* WORK ITEM *
Produce an exact copy of all records below.

[Data extracted from a collection]
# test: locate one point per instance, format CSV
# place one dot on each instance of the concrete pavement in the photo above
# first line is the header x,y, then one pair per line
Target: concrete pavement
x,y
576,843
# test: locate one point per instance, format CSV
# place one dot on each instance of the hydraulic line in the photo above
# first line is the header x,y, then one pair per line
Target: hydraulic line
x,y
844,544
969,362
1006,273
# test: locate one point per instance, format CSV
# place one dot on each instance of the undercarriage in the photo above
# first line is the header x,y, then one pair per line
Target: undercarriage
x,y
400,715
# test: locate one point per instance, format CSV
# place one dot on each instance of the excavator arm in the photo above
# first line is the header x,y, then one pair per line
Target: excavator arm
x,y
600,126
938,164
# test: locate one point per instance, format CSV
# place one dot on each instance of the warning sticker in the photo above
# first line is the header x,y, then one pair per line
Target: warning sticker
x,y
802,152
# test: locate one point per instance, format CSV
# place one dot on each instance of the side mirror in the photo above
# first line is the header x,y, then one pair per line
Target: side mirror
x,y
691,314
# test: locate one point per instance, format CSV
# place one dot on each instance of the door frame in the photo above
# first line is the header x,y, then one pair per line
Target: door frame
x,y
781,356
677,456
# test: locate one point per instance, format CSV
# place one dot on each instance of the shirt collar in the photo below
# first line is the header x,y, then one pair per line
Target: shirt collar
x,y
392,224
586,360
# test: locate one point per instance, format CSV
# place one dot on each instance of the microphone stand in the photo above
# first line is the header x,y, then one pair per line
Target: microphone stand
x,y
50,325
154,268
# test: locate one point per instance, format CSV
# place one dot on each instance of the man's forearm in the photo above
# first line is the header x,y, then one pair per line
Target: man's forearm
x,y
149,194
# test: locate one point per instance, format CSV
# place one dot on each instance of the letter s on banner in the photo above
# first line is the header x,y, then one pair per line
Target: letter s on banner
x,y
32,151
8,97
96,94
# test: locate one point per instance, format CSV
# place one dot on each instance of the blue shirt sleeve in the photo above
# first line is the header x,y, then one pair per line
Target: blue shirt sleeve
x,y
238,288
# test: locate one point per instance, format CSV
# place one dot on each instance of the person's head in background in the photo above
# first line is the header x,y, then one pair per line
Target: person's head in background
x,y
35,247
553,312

* SOLUTION FOR THIS TASK *
# test: locate one point per instance, format CSV
# place one dot on each instance of the concrete pavement in the photo above
# first line is the header x,y, then one pair per line
Target: concrete pavement
x,y
576,843
# test: locate one point per instance, format CSV
# place one dot on each instance of the hydraulic line in the photo above
# first line is the header x,y, then one pair per line
Target: hydraulic line
x,y
844,544
969,362
1006,273
# test: locate one point per instance, format CSV
# place one dot on each instance of the undercarriage in the photo above
# first line is the header x,y, then one pair per line
Target: undercarriage
x,y
400,715
# test: locate one point per instance, format CSV
# place one dot on each instance of the excavator arm in the photo above
# first line is the header x,y, then one pair per line
Target: excavator arm
x,y
600,126
938,164
# test: locate one point per instance, format CSV
# place one dot on each instance of the warning sticker in the photo above
# first line is the header x,y, then one pair per line
Target: warning sticker
x,y
802,152
# test: locate one point per instance, format CSV
# place one dot on each instance of the side mirror in the photo above
# first line is the header x,y, then one pair per line
Target: side mirror
x,y
691,314
# test: locate one point per instance, format CSV
# place one dot on each instance of the door frame in the photo above
# first line is the header x,y, then one pair per line
Target: door frame
x,y
781,356
677,456
# test: locate one point per instance, format CSV
# place one dot on each instance of the shirt collar in the photo below
# first line is the header x,y, then one pair per line
Target: shirt collar
x,y
392,224
586,360
# test: locate one point per instance, format CSV
# place one dot on each instance of the microphone stand in the photo above
# first line is the header x,y, then one pair per line
Target: microphone stand
x,y
50,325
154,268
# test: locate one point per instance, format CSV
# place one dot on each instance of the man's forearm in the photo above
# first line is the header x,y, then one pair per line
Target: man's forearm
x,y
149,194
# test: locate one point per instance, format CSV
# place one dot on each instance of the letter s on banner in the photo above
# first line is the header x,y, then one pair per line
Target: letter s on banner
x,y
32,151
8,97
96,94
# test: locate one point per instance, format CSV
# place one dot on each instance of the blue shirt sleeve in the photo above
# first line is the header x,y, then one pair per line
Target: blue shirt sleeve
x,y
238,288
# test: locate one point per instance, format CSV
# place one dot on each instance of the person's head in background in the photo above
# first line is the header x,y, then one pair per line
Target: person's head in background
x,y
35,247
553,312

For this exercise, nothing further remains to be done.